### Problem details:
According to the text on Ronaldo's club career, why was the fee Real Madrid paid for him money well spent? Answer in one to three sentences.

### Document text:
On top again and elected best footballer in the world as a result of his last World Cup performance, Real Madrid controversially signed Ronaldo much to the nuisance of arch-rivals Barcelona. 46 million euros was the reported amount club supremo Florentino Perez splashed to have Ronaldo complete his Galacticos project. It was money well spent considering his jersey sales broke all records on the very first day. Fans in the Spanish capital never ceased to chant Ronaldo’s name. Placed on a team alongside the likes of Zidane, Figo, Beckham, Roberto Carlos amongst others, he was not intimated and still managed to fare relatively well by his standards sealing his first season with 23 league goals and the Championship title in 2003. At Madrid he also won the Intercontinental Cup (2002) and Spanish Super Cup (2003). Ronaldo is mostly remembered at Madrid for the hat-trick scored against Manchester United at Old Trafford, knocking the English giants out of the Champions League and earning a standing ovation for the Man Utd faithful. Madrid were in contention for the tremble during the 03-04 season until Ronaldo got injured and league form crippled. He still managed to finish league top scorer with 24 goals and won the Pichichi award. With the arrival of Ruud Van Nistelrooy in 2006 Ronaldo grew out of favor at Madrid due to injuries, weight issues and eventually moved on to A.C Milan.
In between that move came the 2006 World Cup, Ronaldo and the whole nation of Brazil dreamt of winning their sixth title. The team looked strong, but lacked focus. two of the leading stars Kaka and Ronaldinho struggled to replicate their club form with the national team while Ronaldo looked visibly out of shape but still ended up as the teams leading scorer with four goals. Therefore it came as no surprise when Brazil were knocked out by the boot of Thierry Henry in the quarter-finals. France continued to be Brazil’s nemesis. Fact that he now became the top scorer in the history of World Cup finals with 15 goals was no consolation to a distraught and visibly troubled Ronaldo.
Upon arrival in Milan, Ronaldo looked to move on from the lackluster tournament. He started brightly and seemed to be enjoying himself again, scoring twice and assisting Kaka in a 4-3 win over Siena in his second game. During his first season Ronaldo scored seven goals in fourteen league appearances, taking some of the burden off Gilardino and Inzaghi whilst they were busy in ensuring the club won their seventh Champions League title that season. The Phenomenon was cup-tied and unable to take part. Ronaldo also became the first player to have scored for both Inter and Milan in the Milan derby. Zlatan Ibrahimovic accomplished that feat last season but the Brazilian was the first. The next season did not go so well for Ronaldo. His only good performance came against Napoli where he scored twice in a 5-2 victory which also served as Alexandre Pato’s debut. It was the first time Milan fans saw the three Brazilians on the pitch together. That trio was dubbed famously dubbed Ka-Pa-Ro. On February 13, 2008 Ronaldo suffered another severe season ending-injury while challenging for a cross against Livorno in a 1-1 draw. The all too familiar snapshots of grimacing pain had returned. In total he scored only nine goals for the Rossoneri in 20 appearances.

Dataset rows
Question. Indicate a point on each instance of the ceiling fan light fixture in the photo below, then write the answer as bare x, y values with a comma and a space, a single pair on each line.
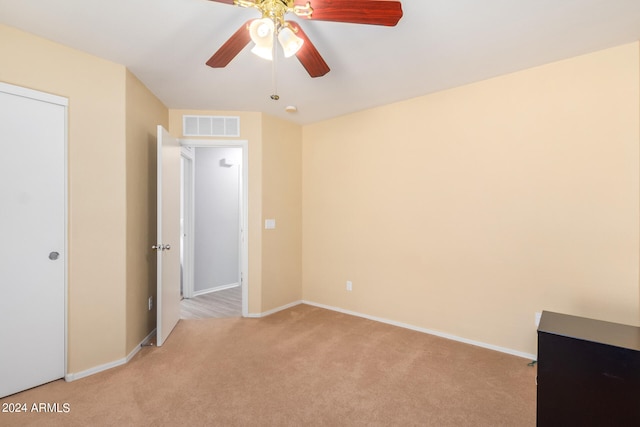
290, 43
261, 33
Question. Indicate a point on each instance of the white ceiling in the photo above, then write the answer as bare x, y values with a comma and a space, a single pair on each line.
438, 44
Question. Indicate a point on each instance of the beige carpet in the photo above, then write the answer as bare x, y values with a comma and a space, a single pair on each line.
304, 366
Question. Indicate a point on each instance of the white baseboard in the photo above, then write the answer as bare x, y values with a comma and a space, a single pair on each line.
275, 310
216, 289
76, 376
426, 331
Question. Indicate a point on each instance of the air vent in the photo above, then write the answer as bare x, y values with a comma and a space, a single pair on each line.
210, 126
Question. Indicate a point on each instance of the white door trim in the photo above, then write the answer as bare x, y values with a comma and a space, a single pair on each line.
244, 222
63, 102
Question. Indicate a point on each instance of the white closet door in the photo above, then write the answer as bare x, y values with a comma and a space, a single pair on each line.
32, 226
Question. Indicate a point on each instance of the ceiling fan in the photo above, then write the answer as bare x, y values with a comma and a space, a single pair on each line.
290, 36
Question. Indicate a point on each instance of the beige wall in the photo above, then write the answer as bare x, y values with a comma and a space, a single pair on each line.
143, 113
465, 211
274, 192
97, 214
469, 210
282, 201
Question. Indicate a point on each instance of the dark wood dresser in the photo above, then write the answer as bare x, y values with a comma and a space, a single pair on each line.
588, 372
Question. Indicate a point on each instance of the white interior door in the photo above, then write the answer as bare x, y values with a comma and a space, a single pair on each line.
168, 236
33, 230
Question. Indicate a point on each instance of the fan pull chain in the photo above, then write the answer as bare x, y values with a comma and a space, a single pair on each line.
274, 68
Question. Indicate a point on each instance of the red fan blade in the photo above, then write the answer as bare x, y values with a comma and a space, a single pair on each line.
308, 55
373, 12
231, 48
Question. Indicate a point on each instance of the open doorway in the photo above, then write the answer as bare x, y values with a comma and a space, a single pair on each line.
213, 219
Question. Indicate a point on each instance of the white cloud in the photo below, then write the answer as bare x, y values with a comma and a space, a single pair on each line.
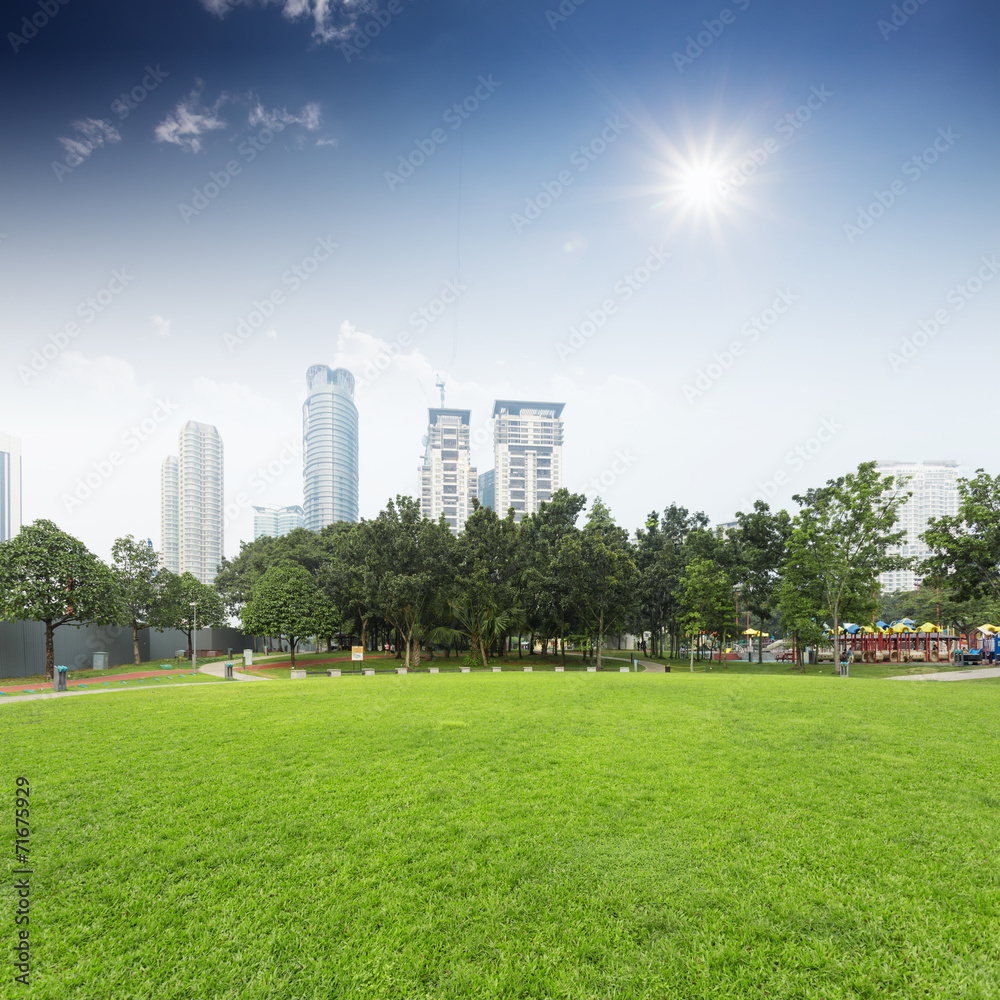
279, 118
190, 120
186, 124
160, 324
333, 20
93, 133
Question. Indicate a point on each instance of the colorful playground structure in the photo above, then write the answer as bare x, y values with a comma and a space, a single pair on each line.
906, 642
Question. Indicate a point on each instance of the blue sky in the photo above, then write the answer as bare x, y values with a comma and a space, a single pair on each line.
777, 224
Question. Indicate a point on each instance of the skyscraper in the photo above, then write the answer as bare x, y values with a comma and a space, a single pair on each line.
934, 486
487, 489
276, 521
191, 503
10, 486
170, 531
448, 481
329, 447
527, 454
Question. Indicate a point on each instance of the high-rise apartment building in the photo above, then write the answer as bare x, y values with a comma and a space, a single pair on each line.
191, 504
277, 521
329, 447
487, 489
934, 486
10, 486
448, 481
170, 529
527, 453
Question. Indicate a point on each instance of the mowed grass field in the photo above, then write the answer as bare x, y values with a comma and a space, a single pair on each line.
512, 835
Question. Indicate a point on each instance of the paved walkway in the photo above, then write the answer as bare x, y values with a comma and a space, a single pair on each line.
103, 690
98, 679
951, 675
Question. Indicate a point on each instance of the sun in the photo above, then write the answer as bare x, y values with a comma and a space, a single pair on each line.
700, 186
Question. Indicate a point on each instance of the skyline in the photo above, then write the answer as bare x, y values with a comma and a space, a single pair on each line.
764, 243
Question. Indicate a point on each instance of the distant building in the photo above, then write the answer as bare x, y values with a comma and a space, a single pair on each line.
191, 504
934, 486
487, 488
448, 481
330, 448
527, 453
170, 528
10, 486
277, 521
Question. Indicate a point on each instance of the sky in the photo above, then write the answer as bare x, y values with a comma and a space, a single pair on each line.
749, 246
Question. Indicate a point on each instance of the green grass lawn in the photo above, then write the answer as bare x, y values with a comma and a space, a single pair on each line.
547, 835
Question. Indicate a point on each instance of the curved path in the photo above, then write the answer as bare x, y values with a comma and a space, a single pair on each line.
951, 675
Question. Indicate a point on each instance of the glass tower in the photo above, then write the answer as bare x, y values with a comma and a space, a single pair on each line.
10, 486
329, 448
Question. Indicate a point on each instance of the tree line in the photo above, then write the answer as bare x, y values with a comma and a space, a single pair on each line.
400, 577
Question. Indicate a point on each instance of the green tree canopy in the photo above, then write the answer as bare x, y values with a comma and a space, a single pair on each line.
287, 602
135, 567
840, 542
49, 576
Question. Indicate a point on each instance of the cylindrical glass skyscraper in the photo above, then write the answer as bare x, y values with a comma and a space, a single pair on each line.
329, 447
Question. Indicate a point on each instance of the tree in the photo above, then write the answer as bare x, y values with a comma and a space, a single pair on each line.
135, 569
598, 562
759, 545
49, 576
840, 542
286, 602
966, 546
484, 605
415, 557
179, 594
707, 602
545, 593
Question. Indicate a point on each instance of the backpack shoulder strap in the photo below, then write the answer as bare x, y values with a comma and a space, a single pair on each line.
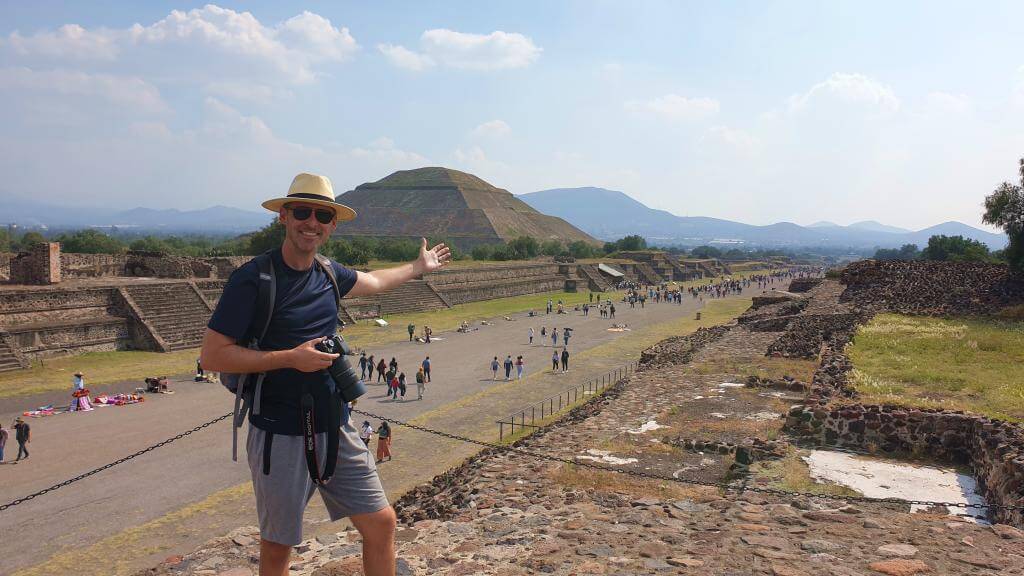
325, 263
266, 292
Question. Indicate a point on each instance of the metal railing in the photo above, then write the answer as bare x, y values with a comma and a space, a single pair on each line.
555, 404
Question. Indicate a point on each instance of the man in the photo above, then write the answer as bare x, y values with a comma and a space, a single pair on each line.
23, 434
305, 311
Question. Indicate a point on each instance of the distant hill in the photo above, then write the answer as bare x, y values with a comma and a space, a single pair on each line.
214, 220
444, 203
609, 214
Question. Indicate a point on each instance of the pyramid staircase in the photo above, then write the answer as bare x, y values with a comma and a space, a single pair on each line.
9, 359
594, 278
174, 312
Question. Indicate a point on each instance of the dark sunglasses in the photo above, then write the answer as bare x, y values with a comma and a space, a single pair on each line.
303, 212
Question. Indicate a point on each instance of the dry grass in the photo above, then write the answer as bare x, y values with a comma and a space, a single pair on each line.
791, 472
590, 480
962, 364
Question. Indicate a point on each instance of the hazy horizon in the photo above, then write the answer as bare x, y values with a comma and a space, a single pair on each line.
758, 113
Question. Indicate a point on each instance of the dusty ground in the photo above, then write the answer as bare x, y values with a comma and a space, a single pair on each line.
513, 513
167, 502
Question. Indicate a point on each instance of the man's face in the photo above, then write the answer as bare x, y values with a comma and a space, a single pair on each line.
308, 235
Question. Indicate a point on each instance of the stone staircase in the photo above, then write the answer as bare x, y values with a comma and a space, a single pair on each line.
594, 278
9, 359
175, 312
415, 295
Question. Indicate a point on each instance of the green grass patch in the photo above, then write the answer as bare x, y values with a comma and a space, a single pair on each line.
98, 367
961, 364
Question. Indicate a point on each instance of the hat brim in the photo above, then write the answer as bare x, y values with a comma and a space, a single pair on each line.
342, 213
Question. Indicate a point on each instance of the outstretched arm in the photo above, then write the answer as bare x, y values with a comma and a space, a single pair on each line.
368, 283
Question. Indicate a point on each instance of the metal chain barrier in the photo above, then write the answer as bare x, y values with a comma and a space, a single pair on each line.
114, 463
692, 482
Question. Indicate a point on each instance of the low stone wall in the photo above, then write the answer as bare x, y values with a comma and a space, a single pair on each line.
994, 449
932, 288
92, 265
108, 333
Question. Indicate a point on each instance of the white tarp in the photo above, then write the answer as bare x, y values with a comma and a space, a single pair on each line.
609, 271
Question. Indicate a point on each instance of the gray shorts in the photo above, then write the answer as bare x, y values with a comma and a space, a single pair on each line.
283, 494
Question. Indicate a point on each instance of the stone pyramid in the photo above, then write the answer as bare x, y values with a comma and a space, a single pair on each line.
441, 203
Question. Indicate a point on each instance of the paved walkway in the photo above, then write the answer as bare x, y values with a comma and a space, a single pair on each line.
171, 500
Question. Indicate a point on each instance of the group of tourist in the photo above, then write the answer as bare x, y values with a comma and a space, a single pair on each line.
393, 378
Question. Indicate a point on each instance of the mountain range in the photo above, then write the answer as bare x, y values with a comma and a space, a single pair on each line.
608, 214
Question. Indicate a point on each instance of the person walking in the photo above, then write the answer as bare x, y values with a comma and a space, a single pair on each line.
4, 435
420, 385
383, 442
366, 433
23, 434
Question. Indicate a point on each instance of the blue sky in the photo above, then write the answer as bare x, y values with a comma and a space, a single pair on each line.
907, 113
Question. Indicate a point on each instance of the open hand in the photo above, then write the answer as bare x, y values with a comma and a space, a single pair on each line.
434, 257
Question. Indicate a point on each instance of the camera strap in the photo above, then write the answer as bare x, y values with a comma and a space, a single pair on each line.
307, 409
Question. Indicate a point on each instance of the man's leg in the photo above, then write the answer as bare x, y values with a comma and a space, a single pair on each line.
377, 530
273, 559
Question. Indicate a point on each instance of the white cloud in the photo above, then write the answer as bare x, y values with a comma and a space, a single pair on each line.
403, 57
674, 107
70, 41
498, 50
492, 129
848, 88
208, 43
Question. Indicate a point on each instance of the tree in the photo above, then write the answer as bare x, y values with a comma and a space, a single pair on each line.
955, 248
269, 237
1005, 208
551, 247
706, 252
90, 241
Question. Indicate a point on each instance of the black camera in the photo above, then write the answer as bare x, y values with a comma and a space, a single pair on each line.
346, 381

### Reply to the exercise:
It was money well spent because Ronaldo's jersey sales broke all records on the very first day. Florentino Perez reportedly paid 46 million euros for him.